-- DATA LINES --
_ _ _ _
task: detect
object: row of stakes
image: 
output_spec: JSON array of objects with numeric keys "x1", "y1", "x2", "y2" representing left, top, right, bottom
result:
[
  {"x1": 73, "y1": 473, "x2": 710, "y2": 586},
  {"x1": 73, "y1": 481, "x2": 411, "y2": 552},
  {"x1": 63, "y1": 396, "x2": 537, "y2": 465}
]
_ _ _ _
-- CHALLENGE --
Reproduce the listing above with "stakes" changed to "posts" and every other part left as it stands.

-- ANSWER TO THE PROBLEM --
task: detect
object: row of posts
image: 
output_spec: JSON array of objects with numeric keys "x1", "y1", "x2", "y2" representing left, top, right, bottom
result:
[
  {"x1": 73, "y1": 473, "x2": 710, "y2": 586},
  {"x1": 73, "y1": 481, "x2": 411, "y2": 552},
  {"x1": 63, "y1": 396, "x2": 537, "y2": 465}
]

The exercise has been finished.